Do this
How many lines of the records below contain the word "reading"? Reply with the number alone.

Items from a dataset:

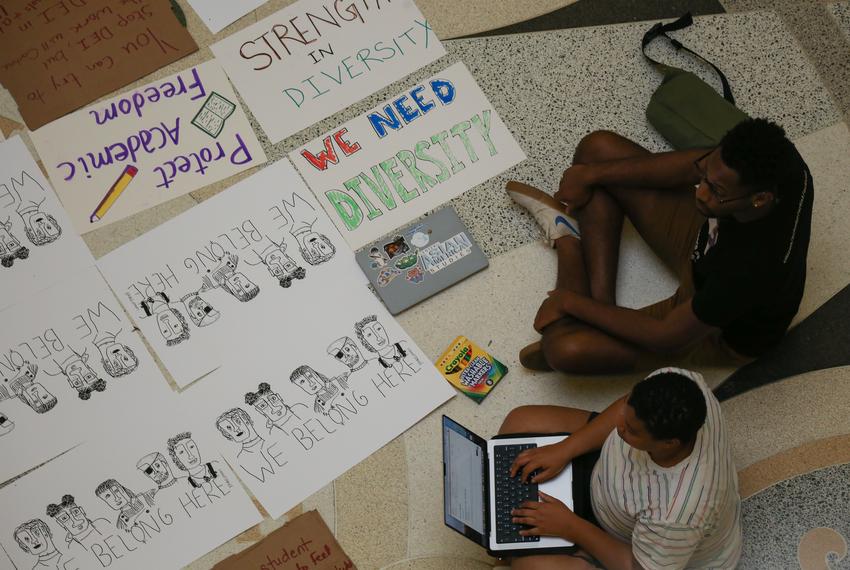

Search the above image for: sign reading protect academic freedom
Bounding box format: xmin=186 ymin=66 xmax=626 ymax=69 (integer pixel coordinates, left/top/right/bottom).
xmin=211 ymin=0 xmax=446 ymax=143
xmin=32 ymin=61 xmax=266 ymax=234
xmin=289 ymin=63 xmax=525 ymax=250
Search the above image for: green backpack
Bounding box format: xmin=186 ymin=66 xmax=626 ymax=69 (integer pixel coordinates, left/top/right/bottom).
xmin=641 ymin=13 xmax=749 ymax=150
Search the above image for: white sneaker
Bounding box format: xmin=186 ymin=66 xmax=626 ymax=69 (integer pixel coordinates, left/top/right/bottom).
xmin=505 ymin=180 xmax=581 ymax=247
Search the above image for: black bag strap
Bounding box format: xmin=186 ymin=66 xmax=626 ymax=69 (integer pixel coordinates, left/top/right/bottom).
xmin=640 ymin=12 xmax=735 ymax=105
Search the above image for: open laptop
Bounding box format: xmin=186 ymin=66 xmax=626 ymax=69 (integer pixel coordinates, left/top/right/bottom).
xmin=443 ymin=416 xmax=575 ymax=557
xmin=355 ymin=206 xmax=488 ymax=315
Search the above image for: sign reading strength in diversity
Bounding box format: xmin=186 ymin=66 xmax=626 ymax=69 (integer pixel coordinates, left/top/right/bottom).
xmin=290 ymin=63 xmax=525 ymax=250
xmin=212 ymin=0 xmax=446 ymax=143
xmin=32 ymin=61 xmax=266 ymax=234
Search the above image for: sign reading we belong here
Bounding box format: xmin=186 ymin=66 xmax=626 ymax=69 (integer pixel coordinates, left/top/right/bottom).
xmin=289 ymin=63 xmax=525 ymax=250
xmin=211 ymin=0 xmax=446 ymax=142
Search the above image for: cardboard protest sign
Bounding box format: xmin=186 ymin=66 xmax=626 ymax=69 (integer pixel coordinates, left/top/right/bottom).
xmin=98 ymin=160 xmax=366 ymax=387
xmin=0 ymin=267 xmax=176 ymax=482
xmin=213 ymin=511 xmax=357 ymax=570
xmin=189 ymin=0 xmax=268 ymax=34
xmin=32 ymin=61 xmax=266 ymax=234
xmin=0 ymin=405 xmax=261 ymax=570
xmin=0 ymin=136 xmax=94 ymax=309
xmin=289 ymin=63 xmax=525 ymax=249
xmin=181 ymin=266 xmax=454 ymax=517
xmin=211 ymin=0 xmax=445 ymax=143
xmin=0 ymin=0 xmax=198 ymax=129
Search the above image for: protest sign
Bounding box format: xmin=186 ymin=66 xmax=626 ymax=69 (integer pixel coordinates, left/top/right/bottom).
xmin=32 ymin=61 xmax=266 ymax=234
xmin=0 ymin=267 xmax=176 ymax=482
xmin=98 ymin=160 xmax=366 ymax=387
xmin=211 ymin=0 xmax=445 ymax=143
xmin=0 ymin=0 xmax=198 ymax=129
xmin=289 ymin=63 xmax=525 ymax=249
xmin=0 ymin=402 xmax=261 ymax=570
xmin=189 ymin=0 xmax=267 ymax=34
xmin=213 ymin=511 xmax=357 ymax=570
xmin=0 ymin=136 xmax=94 ymax=309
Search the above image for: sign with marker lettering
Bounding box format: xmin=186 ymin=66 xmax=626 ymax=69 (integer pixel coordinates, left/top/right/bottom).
xmin=32 ymin=61 xmax=266 ymax=234
xmin=0 ymin=0 xmax=198 ymax=129
xmin=289 ymin=63 xmax=525 ymax=250
xmin=0 ymin=267 xmax=176 ymax=482
xmin=211 ymin=0 xmax=446 ymax=143
xmin=213 ymin=511 xmax=357 ymax=570
xmin=0 ymin=402 xmax=262 ymax=570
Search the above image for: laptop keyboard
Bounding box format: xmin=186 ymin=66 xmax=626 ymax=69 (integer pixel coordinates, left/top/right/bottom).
xmin=492 ymin=443 xmax=540 ymax=544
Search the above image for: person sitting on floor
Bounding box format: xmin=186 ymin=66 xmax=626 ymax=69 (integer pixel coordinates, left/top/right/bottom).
xmin=499 ymin=368 xmax=743 ymax=570
xmin=507 ymin=119 xmax=814 ymax=374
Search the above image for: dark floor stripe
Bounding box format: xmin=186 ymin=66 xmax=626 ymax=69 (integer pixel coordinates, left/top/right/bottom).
xmin=714 ymin=285 xmax=850 ymax=401
xmin=454 ymin=0 xmax=725 ymax=38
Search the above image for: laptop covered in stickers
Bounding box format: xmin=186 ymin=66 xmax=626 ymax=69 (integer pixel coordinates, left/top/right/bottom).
xmin=355 ymin=206 xmax=489 ymax=315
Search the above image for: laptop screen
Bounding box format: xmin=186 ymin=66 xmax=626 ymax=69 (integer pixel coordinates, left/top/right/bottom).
xmin=443 ymin=416 xmax=487 ymax=546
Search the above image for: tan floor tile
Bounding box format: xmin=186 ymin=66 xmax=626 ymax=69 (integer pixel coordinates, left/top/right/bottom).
xmin=334 ymin=438 xmax=408 ymax=569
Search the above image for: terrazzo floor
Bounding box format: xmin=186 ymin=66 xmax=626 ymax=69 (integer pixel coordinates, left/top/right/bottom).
xmin=0 ymin=0 xmax=850 ymax=570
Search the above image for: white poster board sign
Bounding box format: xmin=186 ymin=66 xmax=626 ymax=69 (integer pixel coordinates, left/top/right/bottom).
xmin=0 ymin=406 xmax=261 ymax=570
xmin=211 ymin=0 xmax=446 ymax=143
xmin=98 ymin=160 xmax=366 ymax=387
xmin=0 ymin=267 xmax=176 ymax=482
xmin=189 ymin=0 xmax=268 ymax=34
xmin=181 ymin=288 xmax=454 ymax=517
xmin=289 ymin=63 xmax=525 ymax=250
xmin=32 ymin=61 xmax=266 ymax=234
xmin=0 ymin=136 xmax=94 ymax=309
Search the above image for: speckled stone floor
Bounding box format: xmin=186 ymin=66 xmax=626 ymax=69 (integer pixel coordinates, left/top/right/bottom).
xmin=0 ymin=0 xmax=850 ymax=570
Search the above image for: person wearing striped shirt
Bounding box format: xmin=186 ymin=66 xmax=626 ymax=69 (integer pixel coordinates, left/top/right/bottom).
xmin=500 ymin=368 xmax=742 ymax=570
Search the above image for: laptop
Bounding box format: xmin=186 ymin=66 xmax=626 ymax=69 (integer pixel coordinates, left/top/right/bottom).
xmin=355 ymin=206 xmax=488 ymax=315
xmin=443 ymin=416 xmax=576 ymax=557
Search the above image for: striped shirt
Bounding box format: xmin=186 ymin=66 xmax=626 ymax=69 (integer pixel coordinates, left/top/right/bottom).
xmin=591 ymin=368 xmax=742 ymax=570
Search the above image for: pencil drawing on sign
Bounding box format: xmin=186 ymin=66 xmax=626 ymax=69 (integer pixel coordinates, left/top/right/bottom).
xmin=47 ymin=495 xmax=110 ymax=552
xmin=45 ymin=347 xmax=106 ymax=400
xmin=200 ymin=252 xmax=260 ymax=303
xmin=168 ymin=431 xmax=230 ymax=489
xmin=283 ymin=192 xmax=336 ymax=265
xmin=354 ymin=315 xmax=422 ymax=377
xmin=289 ymin=364 xmax=348 ymax=416
xmin=245 ymin=237 xmax=307 ymax=288
xmin=140 ymin=291 xmax=189 ymax=346
xmin=0 ymin=218 xmax=30 ymax=267
xmin=0 ymin=362 xmax=59 ymax=414
xmin=14 ymin=519 xmax=63 ymax=570
xmin=94 ymin=479 xmax=154 ymax=532
xmin=215 ymin=408 xmax=285 ymax=482
xmin=242 ymin=382 xmax=307 ymax=437
xmin=180 ymin=293 xmax=220 ymax=327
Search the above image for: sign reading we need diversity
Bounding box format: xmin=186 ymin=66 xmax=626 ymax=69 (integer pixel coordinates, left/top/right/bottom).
xmin=32 ymin=62 xmax=266 ymax=234
xmin=211 ymin=0 xmax=446 ymax=143
xmin=289 ymin=63 xmax=525 ymax=250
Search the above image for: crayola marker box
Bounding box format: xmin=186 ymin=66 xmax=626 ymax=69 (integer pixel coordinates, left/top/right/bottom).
xmin=436 ymin=336 xmax=508 ymax=404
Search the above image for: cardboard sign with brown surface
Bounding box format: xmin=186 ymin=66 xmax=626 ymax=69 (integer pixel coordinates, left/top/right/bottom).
xmin=213 ymin=511 xmax=357 ymax=570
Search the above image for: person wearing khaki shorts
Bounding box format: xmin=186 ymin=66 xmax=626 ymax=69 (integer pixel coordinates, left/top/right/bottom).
xmin=507 ymin=119 xmax=814 ymax=374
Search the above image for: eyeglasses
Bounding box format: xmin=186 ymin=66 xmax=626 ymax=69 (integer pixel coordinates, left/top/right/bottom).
xmin=694 ymin=147 xmax=751 ymax=204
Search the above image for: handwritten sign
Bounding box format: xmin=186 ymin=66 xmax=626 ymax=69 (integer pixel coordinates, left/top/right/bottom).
xmin=98 ymin=160 xmax=365 ymax=387
xmin=0 ymin=401 xmax=261 ymax=570
xmin=289 ymin=63 xmax=525 ymax=250
xmin=0 ymin=0 xmax=198 ymax=128
xmin=0 ymin=267 xmax=173 ymax=482
xmin=32 ymin=61 xmax=266 ymax=234
xmin=211 ymin=0 xmax=445 ymax=143
xmin=189 ymin=0 xmax=268 ymax=34
xmin=213 ymin=511 xmax=357 ymax=570
xmin=0 ymin=136 xmax=94 ymax=309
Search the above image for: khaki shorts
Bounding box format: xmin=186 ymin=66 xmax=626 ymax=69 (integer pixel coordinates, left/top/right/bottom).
xmin=632 ymin=190 xmax=753 ymax=370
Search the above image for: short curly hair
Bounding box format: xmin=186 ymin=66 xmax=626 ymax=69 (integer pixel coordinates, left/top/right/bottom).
xmin=720 ymin=119 xmax=798 ymax=199
xmin=627 ymin=372 xmax=706 ymax=443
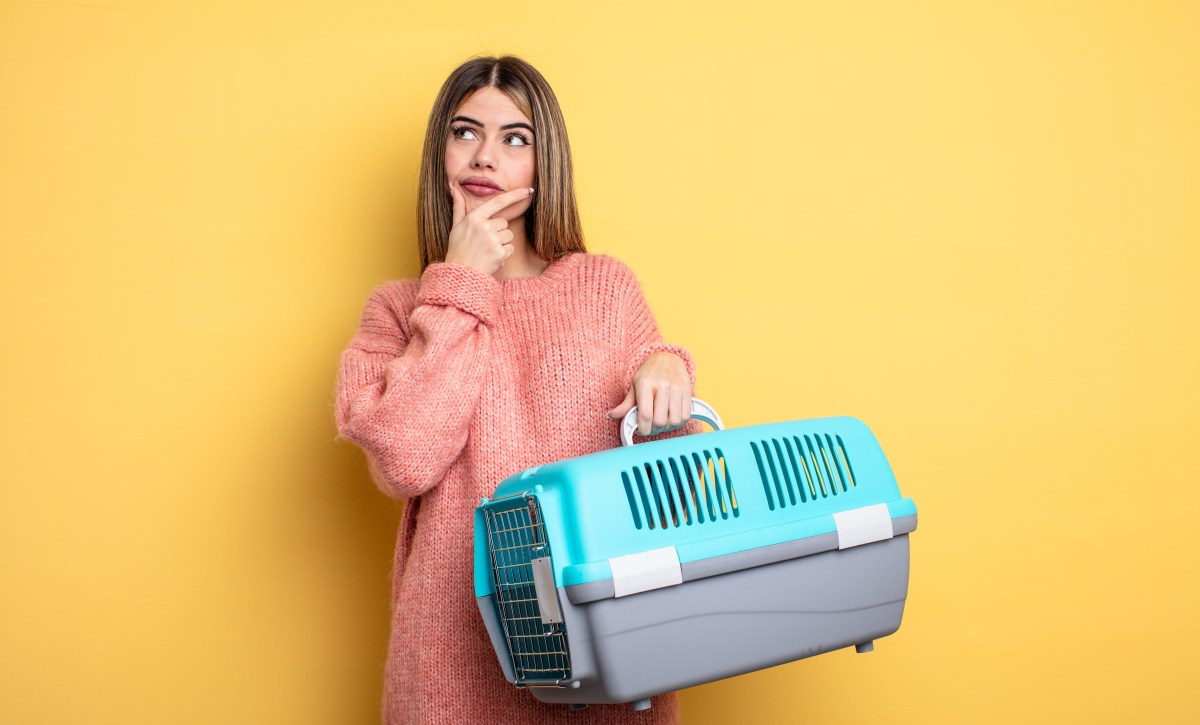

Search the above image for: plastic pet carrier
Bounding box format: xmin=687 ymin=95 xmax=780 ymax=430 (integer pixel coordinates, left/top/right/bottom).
xmin=475 ymin=400 xmax=917 ymax=709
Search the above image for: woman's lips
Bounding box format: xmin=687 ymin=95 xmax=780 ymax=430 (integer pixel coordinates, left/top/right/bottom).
xmin=462 ymin=184 xmax=500 ymax=197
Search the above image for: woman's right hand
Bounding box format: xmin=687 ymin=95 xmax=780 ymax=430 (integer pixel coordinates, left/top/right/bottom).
xmin=445 ymin=184 xmax=533 ymax=275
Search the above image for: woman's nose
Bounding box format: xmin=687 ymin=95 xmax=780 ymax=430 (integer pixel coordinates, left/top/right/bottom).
xmin=472 ymin=144 xmax=496 ymax=168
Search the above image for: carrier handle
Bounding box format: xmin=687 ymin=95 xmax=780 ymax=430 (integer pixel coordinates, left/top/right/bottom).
xmin=620 ymin=397 xmax=725 ymax=445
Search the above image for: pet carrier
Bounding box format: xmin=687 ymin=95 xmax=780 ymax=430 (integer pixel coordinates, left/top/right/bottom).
xmin=474 ymin=400 xmax=917 ymax=709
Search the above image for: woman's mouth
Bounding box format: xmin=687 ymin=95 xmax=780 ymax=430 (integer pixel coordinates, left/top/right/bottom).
xmin=462 ymin=176 xmax=503 ymax=197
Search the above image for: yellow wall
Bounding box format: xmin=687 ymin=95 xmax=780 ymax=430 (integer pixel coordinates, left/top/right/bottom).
xmin=0 ymin=0 xmax=1200 ymax=724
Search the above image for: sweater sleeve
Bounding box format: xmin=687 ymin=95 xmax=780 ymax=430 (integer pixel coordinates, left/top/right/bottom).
xmin=335 ymin=262 xmax=500 ymax=499
xmin=619 ymin=263 xmax=703 ymax=441
xmin=620 ymin=265 xmax=696 ymax=390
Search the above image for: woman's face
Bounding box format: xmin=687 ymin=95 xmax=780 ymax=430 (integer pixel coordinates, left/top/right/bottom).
xmin=446 ymin=88 xmax=535 ymax=221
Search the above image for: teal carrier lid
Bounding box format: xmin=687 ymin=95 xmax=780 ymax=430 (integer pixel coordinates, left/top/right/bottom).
xmin=474 ymin=401 xmax=917 ymax=601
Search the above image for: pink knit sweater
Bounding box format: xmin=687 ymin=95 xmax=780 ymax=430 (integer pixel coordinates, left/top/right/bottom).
xmin=336 ymin=252 xmax=698 ymax=725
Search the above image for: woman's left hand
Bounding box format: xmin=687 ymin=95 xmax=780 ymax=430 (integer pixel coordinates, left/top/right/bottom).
xmin=608 ymin=353 xmax=691 ymax=436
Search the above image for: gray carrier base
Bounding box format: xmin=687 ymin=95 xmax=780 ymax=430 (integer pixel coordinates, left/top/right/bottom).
xmin=478 ymin=516 xmax=916 ymax=709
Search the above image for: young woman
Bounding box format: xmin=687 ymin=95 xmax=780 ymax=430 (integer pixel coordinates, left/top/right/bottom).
xmin=336 ymin=55 xmax=696 ymax=725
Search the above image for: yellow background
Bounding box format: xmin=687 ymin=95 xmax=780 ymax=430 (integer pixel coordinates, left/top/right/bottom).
xmin=0 ymin=0 xmax=1200 ymax=724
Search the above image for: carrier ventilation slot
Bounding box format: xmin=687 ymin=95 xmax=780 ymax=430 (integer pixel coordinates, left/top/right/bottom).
xmin=750 ymin=433 xmax=857 ymax=511
xmin=620 ymin=448 xmax=739 ymax=529
xmin=484 ymin=496 xmax=571 ymax=683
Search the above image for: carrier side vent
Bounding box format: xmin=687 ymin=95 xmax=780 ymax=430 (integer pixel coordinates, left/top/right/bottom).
xmin=620 ymin=448 xmax=739 ymax=529
xmin=750 ymin=433 xmax=857 ymax=511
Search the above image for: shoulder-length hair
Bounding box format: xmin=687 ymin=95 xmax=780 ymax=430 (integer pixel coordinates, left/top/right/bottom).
xmin=416 ymin=55 xmax=587 ymax=272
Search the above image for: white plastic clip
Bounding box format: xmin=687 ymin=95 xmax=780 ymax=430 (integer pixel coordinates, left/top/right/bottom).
xmin=833 ymin=503 xmax=892 ymax=549
xmin=608 ymin=546 xmax=683 ymax=597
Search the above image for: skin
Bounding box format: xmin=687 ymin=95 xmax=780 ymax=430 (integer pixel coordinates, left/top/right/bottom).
xmin=445 ymin=88 xmax=691 ymax=436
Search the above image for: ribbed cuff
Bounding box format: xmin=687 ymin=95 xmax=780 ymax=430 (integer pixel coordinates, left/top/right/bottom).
xmin=416 ymin=262 xmax=500 ymax=325
xmin=622 ymin=342 xmax=696 ymax=391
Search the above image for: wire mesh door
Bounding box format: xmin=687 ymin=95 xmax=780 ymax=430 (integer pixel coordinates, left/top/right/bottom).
xmin=484 ymin=496 xmax=571 ymax=684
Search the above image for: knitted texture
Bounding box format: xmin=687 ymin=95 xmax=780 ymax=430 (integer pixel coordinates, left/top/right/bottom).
xmin=335 ymin=252 xmax=700 ymax=725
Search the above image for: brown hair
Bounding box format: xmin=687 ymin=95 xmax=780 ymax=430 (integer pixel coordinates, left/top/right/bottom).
xmin=416 ymin=55 xmax=587 ymax=271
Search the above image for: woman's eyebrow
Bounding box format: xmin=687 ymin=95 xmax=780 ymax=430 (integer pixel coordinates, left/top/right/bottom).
xmin=450 ymin=115 xmax=534 ymax=133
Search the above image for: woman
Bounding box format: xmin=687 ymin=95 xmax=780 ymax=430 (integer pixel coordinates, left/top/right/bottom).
xmin=336 ymin=55 xmax=695 ymax=724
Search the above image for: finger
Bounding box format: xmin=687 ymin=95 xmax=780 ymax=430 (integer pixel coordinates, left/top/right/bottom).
xmin=654 ymin=390 xmax=671 ymax=433
xmin=667 ymin=391 xmax=683 ymax=429
xmin=450 ymin=184 xmax=467 ymax=226
xmin=606 ymin=385 xmax=634 ymax=418
xmin=636 ymin=383 xmax=654 ymax=436
xmin=472 ymin=187 xmax=533 ymax=218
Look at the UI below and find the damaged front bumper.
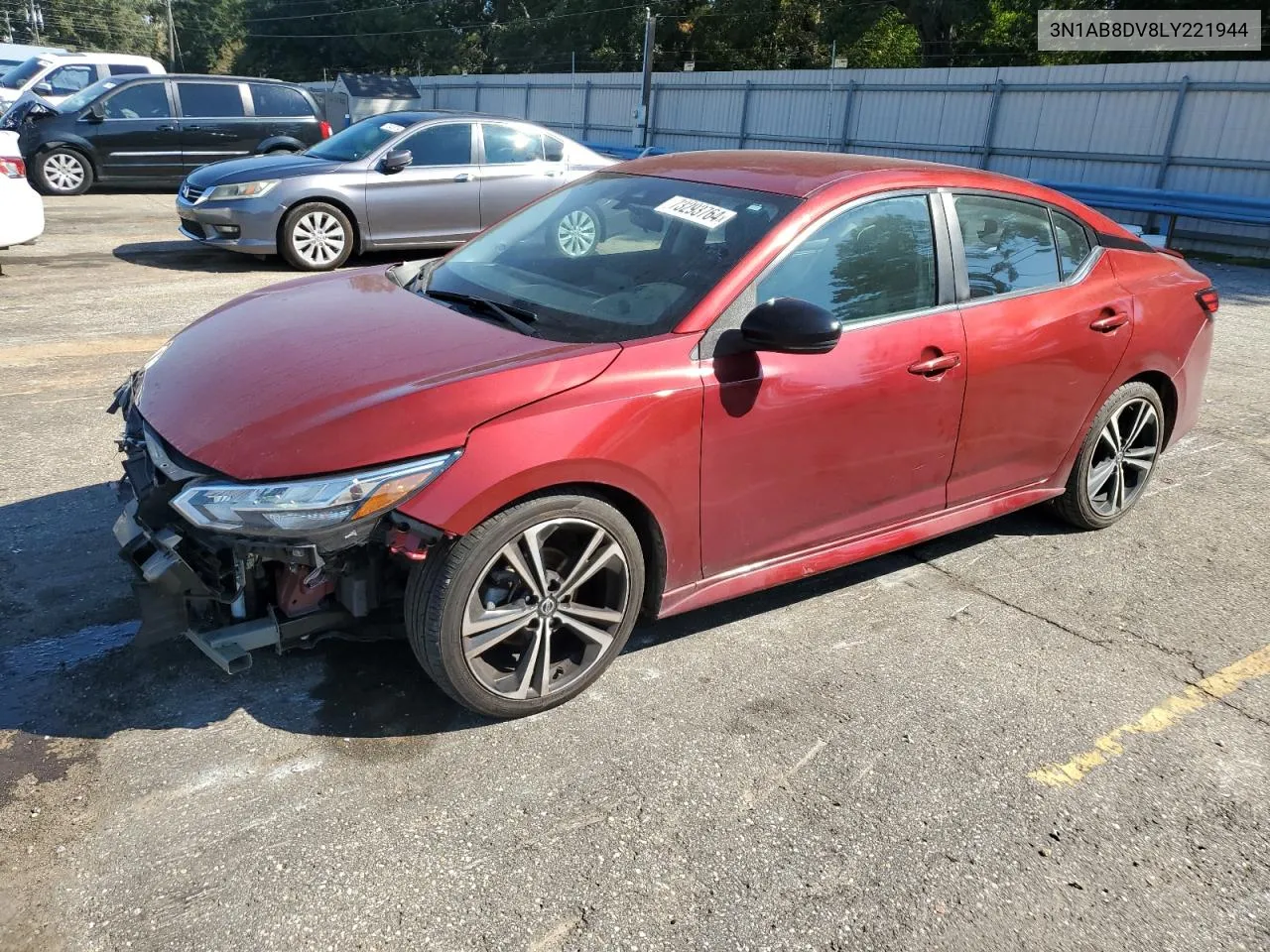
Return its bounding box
[110,375,444,674]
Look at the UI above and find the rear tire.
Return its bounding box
[1054,381,1165,530]
[31,146,92,195]
[278,202,355,272]
[405,494,644,717]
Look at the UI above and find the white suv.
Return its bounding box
[0,54,167,113]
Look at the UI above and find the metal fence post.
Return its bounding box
[1156,76,1190,187]
[842,80,856,153]
[736,80,754,149]
[979,80,1006,169]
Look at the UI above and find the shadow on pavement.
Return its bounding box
[114,239,416,278]
[0,484,1063,751]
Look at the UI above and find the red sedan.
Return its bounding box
[113,151,1216,717]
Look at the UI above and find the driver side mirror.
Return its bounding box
[740,298,842,354]
[380,149,414,176]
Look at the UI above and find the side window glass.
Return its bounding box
[1052,210,1093,281]
[45,64,96,96]
[177,82,245,119]
[481,122,543,165]
[396,122,472,167]
[758,195,936,323]
[103,82,172,119]
[250,82,314,119]
[952,195,1058,298]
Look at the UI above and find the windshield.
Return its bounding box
[58,78,122,114]
[305,114,413,163]
[0,56,49,89]
[425,174,799,341]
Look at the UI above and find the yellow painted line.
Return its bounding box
[1028,645,1270,787]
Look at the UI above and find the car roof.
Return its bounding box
[613,149,1041,198]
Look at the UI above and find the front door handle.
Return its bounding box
[1089,311,1129,334]
[908,354,961,377]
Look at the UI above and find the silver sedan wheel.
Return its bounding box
[462,517,630,701]
[1084,398,1161,518]
[557,208,599,258]
[291,212,348,268]
[45,153,85,191]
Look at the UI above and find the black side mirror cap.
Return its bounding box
[380,149,414,176]
[740,298,842,354]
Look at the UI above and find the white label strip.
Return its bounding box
[653,195,736,230]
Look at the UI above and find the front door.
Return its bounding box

Complete output
4